■ Extrait du texte ■
-- -- --
L’inhumation et la crémation, Sarah Joliat connaît bien. Elle est directrice d’une entreprise de pompes funèbres à Vevey. Pourtant, elle préférerait échapper aux deux pratiques: «Elles polluent énormément et je trouve la crémation brutale. Mais c’est très personnel», tient-elle à souligner.
Sa «rencontre» avec «l’humusation» remonte à deux ans, lorsqu’elle découvre le projet de la fondation belge «Métamorphose pour mourir… puis donner la vie». «Cela correspondait exactement à ce que je cherchais. Une pratique funéraire douce et naturelle; une décomposition du corps lente, en accord avec la nature, me permettant de prendre soin de mon enveloppe charnelle même après ma mort», confie-t-elle à Keystone-ATS.
«J’aimerais que la pratique devienne une alternative possible»
-- -- --
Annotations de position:

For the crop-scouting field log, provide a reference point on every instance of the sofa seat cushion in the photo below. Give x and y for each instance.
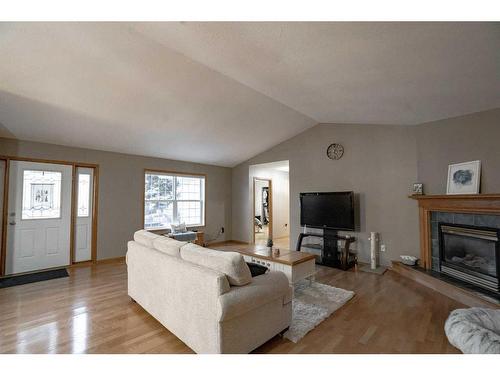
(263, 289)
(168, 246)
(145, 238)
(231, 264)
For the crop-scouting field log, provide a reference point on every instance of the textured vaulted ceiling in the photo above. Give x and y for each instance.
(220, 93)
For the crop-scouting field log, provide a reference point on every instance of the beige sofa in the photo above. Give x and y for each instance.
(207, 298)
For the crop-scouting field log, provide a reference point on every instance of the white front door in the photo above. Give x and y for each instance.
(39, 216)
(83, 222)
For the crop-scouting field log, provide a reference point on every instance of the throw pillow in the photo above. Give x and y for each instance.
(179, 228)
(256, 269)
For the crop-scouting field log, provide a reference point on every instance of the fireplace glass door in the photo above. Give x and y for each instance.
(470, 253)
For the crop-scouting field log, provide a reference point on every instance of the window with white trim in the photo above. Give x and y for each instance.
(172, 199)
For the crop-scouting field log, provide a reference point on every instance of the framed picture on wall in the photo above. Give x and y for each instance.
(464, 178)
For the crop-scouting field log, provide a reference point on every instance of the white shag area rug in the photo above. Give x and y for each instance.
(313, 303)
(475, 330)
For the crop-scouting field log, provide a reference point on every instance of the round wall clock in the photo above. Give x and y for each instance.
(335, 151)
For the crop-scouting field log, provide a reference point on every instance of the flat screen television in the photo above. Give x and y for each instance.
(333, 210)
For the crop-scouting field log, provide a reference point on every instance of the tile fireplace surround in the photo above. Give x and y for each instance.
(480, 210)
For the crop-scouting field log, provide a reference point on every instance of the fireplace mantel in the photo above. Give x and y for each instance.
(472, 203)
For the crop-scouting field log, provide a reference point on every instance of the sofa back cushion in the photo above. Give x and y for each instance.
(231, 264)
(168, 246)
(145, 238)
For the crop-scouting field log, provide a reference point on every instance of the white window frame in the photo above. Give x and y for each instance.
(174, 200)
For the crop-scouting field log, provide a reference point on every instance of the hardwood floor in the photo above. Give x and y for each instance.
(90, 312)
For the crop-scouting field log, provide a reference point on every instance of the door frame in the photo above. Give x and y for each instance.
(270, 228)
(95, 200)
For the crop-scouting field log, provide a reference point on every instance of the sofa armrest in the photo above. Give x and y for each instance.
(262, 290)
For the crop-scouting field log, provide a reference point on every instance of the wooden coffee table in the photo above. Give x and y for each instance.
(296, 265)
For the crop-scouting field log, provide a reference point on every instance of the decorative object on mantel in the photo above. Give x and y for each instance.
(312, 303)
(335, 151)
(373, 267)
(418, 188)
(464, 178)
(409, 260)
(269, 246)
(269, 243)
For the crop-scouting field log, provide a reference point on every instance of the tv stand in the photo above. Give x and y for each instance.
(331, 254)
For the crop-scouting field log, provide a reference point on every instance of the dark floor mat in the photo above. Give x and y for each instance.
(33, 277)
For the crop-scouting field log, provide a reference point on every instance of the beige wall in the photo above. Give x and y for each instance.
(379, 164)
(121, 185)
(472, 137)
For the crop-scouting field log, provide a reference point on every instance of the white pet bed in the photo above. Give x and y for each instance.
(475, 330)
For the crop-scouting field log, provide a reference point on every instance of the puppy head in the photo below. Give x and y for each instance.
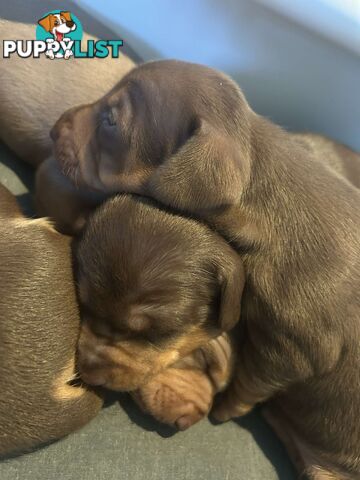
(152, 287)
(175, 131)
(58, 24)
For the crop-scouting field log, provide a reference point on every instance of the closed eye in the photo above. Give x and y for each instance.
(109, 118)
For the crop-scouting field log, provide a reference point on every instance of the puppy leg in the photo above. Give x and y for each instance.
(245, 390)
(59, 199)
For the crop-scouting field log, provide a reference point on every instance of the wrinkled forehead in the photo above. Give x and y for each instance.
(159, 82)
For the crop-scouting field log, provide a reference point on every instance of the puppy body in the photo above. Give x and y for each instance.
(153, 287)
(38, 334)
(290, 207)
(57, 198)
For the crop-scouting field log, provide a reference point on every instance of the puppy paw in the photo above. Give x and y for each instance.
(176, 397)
-- -- --
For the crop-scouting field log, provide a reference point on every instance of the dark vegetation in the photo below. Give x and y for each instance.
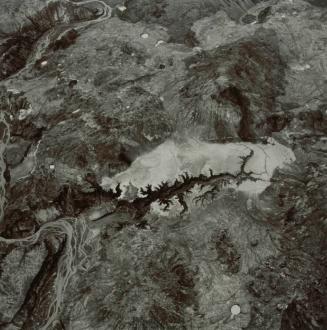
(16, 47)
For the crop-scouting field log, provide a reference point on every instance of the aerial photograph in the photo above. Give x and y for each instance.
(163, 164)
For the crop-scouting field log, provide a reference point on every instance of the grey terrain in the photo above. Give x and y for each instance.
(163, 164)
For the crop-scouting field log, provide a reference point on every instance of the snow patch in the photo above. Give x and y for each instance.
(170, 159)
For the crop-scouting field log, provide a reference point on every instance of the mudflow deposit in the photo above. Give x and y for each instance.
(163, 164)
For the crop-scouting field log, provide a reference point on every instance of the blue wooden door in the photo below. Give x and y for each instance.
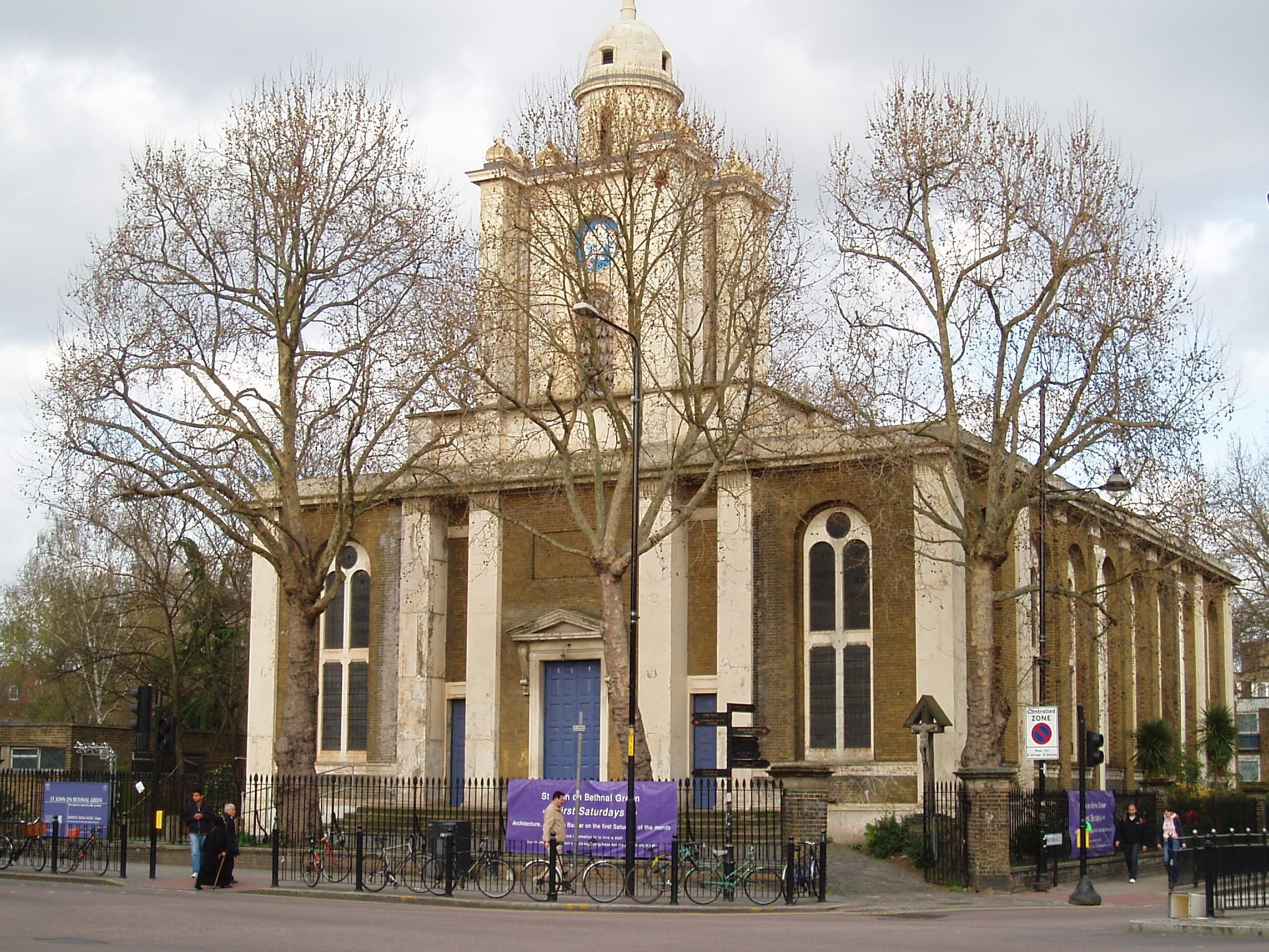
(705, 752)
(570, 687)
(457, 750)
-- -- --
■ À faire ■
[a] Résumez le texte sur l'humusation en deux phrases.
[b] Recopiez, s'il vous plaît, le texte sur l'humusation de «L’inhumation et la» à «tient-elle à souligner.».
Les lignes ne sont pas nécessaires.

■ Réponses écrites ■
[a] Directrice d'une entreprise de pompes funèbres à Vevey, Sarah Joliat préférerait échapper à l'inhumation comme à la crémation, qui polluent énormément selon elle, et elle trouve la crémation brutale. Il y a deux ans, elle a découvert l'humusation par le projet d'une fondation belge, une pratique funéraire douce et naturelle qui correspondait exactement à ce qu'elle cherchait.

[b]
L’inhumation et la crémation, Sarah Joliat connaît bien. Elle est directrice d’une entreprise de pompes funèbres à Vevey. Pourtant, elle préférerait échapper aux deux pratiques: «Elles polluent énormément et je trouve la crémation brutale. Mais c’est très personnel», tient-elle à souligner.